*** Material to process ***

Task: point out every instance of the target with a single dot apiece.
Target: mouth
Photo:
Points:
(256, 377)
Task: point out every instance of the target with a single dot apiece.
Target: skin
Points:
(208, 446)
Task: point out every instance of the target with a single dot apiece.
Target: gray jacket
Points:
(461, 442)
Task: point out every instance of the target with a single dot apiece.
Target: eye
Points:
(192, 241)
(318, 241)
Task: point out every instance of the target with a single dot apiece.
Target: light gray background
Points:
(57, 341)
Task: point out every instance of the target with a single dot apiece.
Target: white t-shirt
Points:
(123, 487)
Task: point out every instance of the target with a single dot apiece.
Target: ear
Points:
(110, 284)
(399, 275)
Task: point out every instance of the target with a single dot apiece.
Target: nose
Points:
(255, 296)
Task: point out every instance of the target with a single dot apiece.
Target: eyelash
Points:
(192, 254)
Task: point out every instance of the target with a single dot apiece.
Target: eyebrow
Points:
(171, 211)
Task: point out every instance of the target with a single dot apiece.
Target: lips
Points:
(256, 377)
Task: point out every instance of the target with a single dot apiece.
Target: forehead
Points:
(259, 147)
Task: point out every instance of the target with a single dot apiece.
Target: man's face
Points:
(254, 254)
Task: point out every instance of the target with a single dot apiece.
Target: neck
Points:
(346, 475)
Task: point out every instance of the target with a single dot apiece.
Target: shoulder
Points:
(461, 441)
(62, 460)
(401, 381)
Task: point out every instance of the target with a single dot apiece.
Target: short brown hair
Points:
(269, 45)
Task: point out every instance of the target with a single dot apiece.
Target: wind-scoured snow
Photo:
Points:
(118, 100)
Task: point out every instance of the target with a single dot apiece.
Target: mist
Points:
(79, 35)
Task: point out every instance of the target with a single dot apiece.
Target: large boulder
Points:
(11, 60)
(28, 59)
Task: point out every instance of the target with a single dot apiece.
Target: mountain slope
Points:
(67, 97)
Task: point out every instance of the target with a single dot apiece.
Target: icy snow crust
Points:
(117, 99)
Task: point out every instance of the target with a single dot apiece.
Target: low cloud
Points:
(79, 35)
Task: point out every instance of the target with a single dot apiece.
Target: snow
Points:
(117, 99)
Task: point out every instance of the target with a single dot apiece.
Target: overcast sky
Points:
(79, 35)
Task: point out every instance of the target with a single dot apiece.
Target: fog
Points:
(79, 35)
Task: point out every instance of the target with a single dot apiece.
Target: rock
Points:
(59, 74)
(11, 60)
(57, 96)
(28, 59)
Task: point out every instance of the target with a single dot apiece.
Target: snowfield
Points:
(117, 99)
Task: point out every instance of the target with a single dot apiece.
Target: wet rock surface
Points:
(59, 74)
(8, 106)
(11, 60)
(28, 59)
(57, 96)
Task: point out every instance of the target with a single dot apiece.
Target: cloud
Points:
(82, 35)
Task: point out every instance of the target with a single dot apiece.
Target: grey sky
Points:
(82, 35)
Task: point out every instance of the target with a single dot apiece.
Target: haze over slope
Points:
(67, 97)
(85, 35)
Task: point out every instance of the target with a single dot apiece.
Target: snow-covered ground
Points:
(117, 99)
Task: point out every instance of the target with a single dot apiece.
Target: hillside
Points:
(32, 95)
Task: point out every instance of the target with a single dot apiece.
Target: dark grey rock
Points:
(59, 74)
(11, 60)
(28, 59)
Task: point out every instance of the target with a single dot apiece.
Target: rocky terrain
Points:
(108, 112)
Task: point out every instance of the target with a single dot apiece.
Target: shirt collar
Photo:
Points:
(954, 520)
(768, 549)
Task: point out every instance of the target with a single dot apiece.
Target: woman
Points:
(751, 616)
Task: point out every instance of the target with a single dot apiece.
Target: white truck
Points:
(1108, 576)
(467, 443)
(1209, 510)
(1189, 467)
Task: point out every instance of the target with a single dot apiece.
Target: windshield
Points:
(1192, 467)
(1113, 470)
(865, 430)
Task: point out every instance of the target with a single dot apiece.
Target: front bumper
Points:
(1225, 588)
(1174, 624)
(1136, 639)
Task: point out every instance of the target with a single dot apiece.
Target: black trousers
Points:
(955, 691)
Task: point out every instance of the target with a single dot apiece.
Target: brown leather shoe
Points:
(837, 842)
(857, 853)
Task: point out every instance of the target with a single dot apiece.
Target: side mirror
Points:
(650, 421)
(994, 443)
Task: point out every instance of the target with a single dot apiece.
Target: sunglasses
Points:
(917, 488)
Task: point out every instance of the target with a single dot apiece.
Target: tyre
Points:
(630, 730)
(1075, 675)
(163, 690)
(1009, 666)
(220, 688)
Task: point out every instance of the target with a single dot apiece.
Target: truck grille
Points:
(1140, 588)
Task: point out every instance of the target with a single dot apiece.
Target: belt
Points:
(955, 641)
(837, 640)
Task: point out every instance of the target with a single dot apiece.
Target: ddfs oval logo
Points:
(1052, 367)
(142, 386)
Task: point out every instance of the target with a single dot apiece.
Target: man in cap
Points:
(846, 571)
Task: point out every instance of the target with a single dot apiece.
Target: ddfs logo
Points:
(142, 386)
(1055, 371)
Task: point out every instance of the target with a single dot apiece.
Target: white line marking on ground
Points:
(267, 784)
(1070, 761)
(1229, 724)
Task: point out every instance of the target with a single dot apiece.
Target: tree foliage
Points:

***

• **What is needed**:
The data, all of it, should be transcribed exactly.

• **Answer to this task**:
Task: point out every instance of the target with a single dot apiece.
Target: mouth
Photo:
Points:
(256, 377)
Task: point out every instance of the target with a single dot apiece.
Target: skin
Points:
(208, 446)
Task: point out every instance of the target with a single dot apiece.
Target: gray jacket
Points:
(461, 442)
Task: point out every instance of the target with a single dot apiece.
Target: eye
Points:
(192, 241)
(318, 241)
Task: point out every instance of the target with a single dot apiece.
Target: light gray background
Points:
(57, 341)
Task: point out every instance of the target with a single dot apiece.
Target: white t-shirt
Points:
(123, 487)
Task: point out every instance of the target with a single dot apiece.
Target: ear
Points:
(110, 284)
(399, 275)
Task: point out every instance of the target with a single dot apiece.
Target: nose
Points:
(255, 296)
Task: point out every instance of the target with a single dot apiece.
Target: eyelash
Points:
(192, 254)
Task: point out every instance of the target with a single dot apiece.
Target: eyebrow
Points:
(171, 211)
Task: point out every instance of the target with a single dot apiece.
Target: lips
Points:
(256, 377)
Task: point out every instance of the target with a single dot apiece.
Target: forehead
Points:
(259, 147)
Task: point out every instance of the target with a single dot apiece.
Target: man's face
Points:
(254, 254)
Task: point out every instance of the target with a single dot apiece.
Target: neck
Points:
(346, 475)
Task: point out every instance of the target with a single dot apiece.
Target: shoulder
Points:
(461, 441)
(62, 460)
(401, 381)
Task: point out every instance of the target with a single dot apiece.
Target: short brown hair
Points:
(269, 45)
Task: point out every instance of the target with a single dot apiece.
Target: wind-scoured snow
Photo:
Points:
(118, 100)
Task: point out every instance of the target with a single dot apiece.
Target: mist
Points:
(79, 35)
Task: point out every instance of the target with a single dot apiece.
Target: large boulder
Points:
(11, 60)
(28, 59)
Task: point out every instance of the target with a single dot apiece.
Target: mountain slope
Points:
(67, 97)
Task: point out every instance of the target with a single dot apiece.
Target: icy snow crust
Points:
(117, 99)
Task: point out every instance of the target with a single dot apiece.
Target: low cloud
Points:
(79, 35)
Task: point out every instance of the target with a single dot apiece.
Target: snow
Points:
(117, 99)
Task: point out every instance of the target with a single dot apiece.
Target: overcast sky
Points:
(79, 35)
Task: point out every instance of the target with a single dot apiece.
Target: fog
Points:
(79, 35)
Task: point out every instance of the target with a single dot apiece.
Target: rock
Points:
(59, 74)
(11, 60)
(57, 96)
(28, 59)
Task: point out every instance of the target with a single dot apiece.
Target: snowfield
Points:
(117, 99)
Task: point out every instance of the target with a single dot apiece.
Target: wet rock surface
Points:
(59, 74)
(8, 106)
(11, 60)
(28, 59)
(57, 96)
Task: point out every instance of the target with a single dot apiece.
Target: cloud
Points:
(82, 35)
Task: point out every instance of the target with a single dot apiece.
Target: grey sky
Points:
(82, 35)
Task: point out every instance of the target with a single dot apiece.
Target: haze over slope
Points:
(67, 97)
(85, 35)
Task: point out every instance of the target with a single dot apiece.
Target: snow-covered ground
Points:
(117, 99)
Task: point out every instance of the target with a single dot apiece.
Target: hillside
Points:
(32, 95)
Task: point out every instance of the target with a single dot apiece.
Target: dark grey rock
Points:
(59, 74)
(11, 60)
(28, 59)
Task: point out every instance of the target with a single dot apiece.
Target: rocky terrain
Points:
(108, 112)
Task: point out every instance of the target with a single dot apiece.
Target: shirt collar
Photo:
Points:
(954, 520)
(768, 549)
Task: point out every instance of the target with a single dot apiece.
Target: woman
Points:
(751, 616)
Task: point out every instance of the target with a single dot apiece.
Target: white truck
Points:
(1108, 576)
(467, 443)
(1209, 510)
(1189, 467)
Task: point out every instance of the target with a single dot apiece.
Target: windshield
Points:
(1192, 467)
(1113, 470)
(865, 430)
Task: point out every instance of the target with a single dot apiece.
Target: front bumper
Points:
(1225, 588)
(1174, 624)
(1136, 639)
Task: point out every instance of the target with a single dot apiece.
Target: black trousers
Points:
(955, 691)
Task: point out every instance of the target with a single dot apiece.
Target: brown leather shoe
Points:
(837, 842)
(857, 853)
Task: point out every instance of the target with a single dot apiece.
Target: side mirror
Points:
(650, 421)
(994, 443)
Task: point out every instance of the target with a single dot apiece.
Target: sunglasses
Points:
(917, 488)
Task: point out every instance of the target with a single dot apiece.
Target: tyre
Points:
(630, 730)
(1075, 675)
(163, 690)
(1009, 666)
(220, 688)
Task: point out every instance of the target with a single dot apiece.
Target: truck grille
Points:
(1140, 588)
Task: point out every instance of the target with a single dot apiece.
Target: belt
Points:
(955, 641)
(837, 640)
Task: point out every instance of the target with a single dot apiece.
Target: ddfs oval logo
Points:
(1052, 367)
(142, 386)
Task: point out every instance of the target with a single dot apiece.
Target: man in cap
Points:
(846, 571)
Task: point out every instance of the target with a single dot apiece.
Target: ddfs logo
Points:
(142, 386)
(1055, 371)
Task: point out every instance of the target with a single dot apiece.
Target: white line marking on ground
Points:
(267, 784)
(1070, 761)
(1229, 724)
Task: point out every instance of the target with a single dot apiece.
Target: tree foliage
Points:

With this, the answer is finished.